Every entry must be copied word for word.

┌─ Data provided

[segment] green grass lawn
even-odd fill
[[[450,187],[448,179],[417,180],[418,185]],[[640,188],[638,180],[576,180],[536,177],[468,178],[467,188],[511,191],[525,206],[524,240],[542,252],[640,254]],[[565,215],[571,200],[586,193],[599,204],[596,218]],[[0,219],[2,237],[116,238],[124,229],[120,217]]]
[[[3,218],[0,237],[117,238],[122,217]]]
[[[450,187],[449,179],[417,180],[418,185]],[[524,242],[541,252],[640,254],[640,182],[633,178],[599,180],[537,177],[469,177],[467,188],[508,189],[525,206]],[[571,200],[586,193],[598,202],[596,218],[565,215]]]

└─

▶ [The completed task]
[segment] green grass lawn
even-odd fill
[[[450,187],[448,179],[417,180],[418,185]],[[640,188],[638,180],[576,180],[536,177],[468,178],[467,188],[511,191],[525,206],[524,240],[542,252],[640,254]],[[565,215],[571,200],[586,193],[599,204],[596,218]],[[0,219],[2,237],[116,238],[124,229],[120,217]]]
[[[3,218],[0,237],[117,238],[122,217]]]
[[[450,187],[449,179],[417,180],[418,185]],[[524,242],[541,252],[640,254],[640,182],[633,178],[599,180],[537,177],[469,177],[467,188],[508,189],[525,206]],[[571,200],[586,193],[598,202],[596,218],[565,215]]]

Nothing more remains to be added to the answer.